• What to do
Pull every line holding the word "white" out of the data and copy it.

• Referring expression pointing data
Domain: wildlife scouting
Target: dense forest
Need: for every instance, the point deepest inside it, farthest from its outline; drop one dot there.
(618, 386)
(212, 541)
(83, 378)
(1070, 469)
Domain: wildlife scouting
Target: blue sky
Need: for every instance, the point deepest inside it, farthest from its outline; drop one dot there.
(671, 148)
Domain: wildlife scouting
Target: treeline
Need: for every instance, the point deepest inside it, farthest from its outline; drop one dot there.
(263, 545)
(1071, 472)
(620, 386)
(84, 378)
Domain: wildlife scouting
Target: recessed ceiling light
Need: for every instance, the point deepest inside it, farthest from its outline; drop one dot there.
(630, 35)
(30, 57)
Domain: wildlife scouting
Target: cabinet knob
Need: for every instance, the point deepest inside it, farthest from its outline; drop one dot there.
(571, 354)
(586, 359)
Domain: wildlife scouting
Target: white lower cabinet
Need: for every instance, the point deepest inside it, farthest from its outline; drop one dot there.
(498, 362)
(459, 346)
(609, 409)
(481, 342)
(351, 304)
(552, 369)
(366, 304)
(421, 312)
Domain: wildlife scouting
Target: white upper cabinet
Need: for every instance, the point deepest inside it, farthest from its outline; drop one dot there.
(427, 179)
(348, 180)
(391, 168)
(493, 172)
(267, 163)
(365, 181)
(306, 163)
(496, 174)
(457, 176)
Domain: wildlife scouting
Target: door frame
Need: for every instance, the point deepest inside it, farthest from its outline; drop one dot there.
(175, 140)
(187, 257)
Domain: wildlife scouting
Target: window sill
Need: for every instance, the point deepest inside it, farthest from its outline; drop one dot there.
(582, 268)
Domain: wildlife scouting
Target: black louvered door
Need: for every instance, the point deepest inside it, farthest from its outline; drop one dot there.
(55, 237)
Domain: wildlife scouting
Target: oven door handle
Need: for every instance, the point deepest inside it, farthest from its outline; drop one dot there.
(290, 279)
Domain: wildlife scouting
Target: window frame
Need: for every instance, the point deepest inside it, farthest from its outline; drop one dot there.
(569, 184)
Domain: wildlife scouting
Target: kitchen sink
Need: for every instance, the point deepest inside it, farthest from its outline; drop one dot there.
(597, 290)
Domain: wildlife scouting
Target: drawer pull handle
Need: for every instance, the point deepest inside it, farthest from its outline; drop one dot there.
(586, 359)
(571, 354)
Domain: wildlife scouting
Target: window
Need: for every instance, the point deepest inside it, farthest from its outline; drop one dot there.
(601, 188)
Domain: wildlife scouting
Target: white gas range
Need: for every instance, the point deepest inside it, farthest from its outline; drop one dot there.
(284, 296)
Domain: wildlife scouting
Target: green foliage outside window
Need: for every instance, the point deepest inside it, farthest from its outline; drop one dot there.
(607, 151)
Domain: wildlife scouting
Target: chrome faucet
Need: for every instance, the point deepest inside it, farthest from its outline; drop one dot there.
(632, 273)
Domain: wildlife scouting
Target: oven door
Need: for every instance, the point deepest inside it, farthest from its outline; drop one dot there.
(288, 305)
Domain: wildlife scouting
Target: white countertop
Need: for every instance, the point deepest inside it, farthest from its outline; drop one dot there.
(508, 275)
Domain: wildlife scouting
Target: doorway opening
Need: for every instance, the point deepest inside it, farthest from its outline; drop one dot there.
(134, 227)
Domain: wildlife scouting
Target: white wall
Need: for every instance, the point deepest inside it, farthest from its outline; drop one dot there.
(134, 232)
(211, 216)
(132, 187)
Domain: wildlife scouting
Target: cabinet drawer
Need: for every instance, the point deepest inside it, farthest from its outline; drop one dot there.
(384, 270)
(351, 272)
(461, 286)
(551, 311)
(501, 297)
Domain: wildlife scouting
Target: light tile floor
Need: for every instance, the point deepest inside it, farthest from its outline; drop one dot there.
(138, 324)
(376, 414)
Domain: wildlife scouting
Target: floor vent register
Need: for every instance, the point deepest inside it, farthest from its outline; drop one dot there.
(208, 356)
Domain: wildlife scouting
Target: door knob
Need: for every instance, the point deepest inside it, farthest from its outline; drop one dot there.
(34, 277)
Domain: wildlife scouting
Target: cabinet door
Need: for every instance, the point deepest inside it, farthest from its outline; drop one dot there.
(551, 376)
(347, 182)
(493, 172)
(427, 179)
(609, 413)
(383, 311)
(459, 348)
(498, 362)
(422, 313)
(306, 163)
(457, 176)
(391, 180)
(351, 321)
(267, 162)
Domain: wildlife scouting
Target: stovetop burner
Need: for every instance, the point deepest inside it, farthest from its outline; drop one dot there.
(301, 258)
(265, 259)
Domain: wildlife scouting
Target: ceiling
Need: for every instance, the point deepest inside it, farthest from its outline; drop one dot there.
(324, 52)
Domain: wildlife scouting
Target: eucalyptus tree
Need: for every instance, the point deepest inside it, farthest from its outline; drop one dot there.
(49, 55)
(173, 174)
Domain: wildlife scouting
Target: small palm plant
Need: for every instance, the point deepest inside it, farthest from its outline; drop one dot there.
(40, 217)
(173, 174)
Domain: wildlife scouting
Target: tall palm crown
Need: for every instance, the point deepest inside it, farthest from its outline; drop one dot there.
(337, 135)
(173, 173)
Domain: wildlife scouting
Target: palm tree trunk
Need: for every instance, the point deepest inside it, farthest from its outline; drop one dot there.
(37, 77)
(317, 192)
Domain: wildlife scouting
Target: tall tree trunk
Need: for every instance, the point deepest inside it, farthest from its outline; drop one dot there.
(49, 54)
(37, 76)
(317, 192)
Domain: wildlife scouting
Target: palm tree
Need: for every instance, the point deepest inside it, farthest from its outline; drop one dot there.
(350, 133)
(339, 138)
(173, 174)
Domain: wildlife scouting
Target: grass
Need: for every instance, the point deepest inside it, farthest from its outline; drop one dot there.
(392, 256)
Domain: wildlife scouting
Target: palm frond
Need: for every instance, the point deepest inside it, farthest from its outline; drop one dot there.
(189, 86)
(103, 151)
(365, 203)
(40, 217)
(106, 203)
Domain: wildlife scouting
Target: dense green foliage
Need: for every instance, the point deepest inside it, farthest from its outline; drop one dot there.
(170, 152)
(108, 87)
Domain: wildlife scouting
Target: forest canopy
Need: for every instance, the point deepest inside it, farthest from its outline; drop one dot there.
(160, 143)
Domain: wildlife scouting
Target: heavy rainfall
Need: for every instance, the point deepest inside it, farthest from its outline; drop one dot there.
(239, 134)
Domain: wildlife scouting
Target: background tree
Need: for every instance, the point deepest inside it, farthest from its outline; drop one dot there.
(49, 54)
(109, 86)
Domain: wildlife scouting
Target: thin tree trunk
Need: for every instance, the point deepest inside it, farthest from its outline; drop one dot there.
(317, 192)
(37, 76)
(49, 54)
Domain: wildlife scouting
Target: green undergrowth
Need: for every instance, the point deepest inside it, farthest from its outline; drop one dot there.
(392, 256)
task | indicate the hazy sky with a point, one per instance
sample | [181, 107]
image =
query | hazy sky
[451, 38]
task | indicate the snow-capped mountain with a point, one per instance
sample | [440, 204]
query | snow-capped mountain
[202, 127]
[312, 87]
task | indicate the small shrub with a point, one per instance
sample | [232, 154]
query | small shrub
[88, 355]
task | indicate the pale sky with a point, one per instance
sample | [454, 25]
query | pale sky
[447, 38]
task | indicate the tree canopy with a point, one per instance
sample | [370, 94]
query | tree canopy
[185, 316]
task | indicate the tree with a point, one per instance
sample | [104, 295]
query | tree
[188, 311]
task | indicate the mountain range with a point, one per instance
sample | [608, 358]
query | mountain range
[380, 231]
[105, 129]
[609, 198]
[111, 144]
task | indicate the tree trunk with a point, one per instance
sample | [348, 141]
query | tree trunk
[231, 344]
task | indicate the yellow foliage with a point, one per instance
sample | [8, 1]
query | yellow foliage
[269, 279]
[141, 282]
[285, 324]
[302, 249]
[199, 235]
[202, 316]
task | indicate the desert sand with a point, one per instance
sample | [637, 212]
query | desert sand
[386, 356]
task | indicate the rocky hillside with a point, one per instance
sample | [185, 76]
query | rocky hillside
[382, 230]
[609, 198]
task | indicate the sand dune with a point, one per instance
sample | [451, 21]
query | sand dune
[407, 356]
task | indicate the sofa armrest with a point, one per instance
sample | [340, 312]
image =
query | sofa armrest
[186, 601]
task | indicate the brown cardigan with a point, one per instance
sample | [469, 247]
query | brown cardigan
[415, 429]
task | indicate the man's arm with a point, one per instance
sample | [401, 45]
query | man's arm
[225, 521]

• Exercise output
Target: white lower cabinet
Target: white upper cabinet
Target: white gas range
Target: white countertop
Target: white wall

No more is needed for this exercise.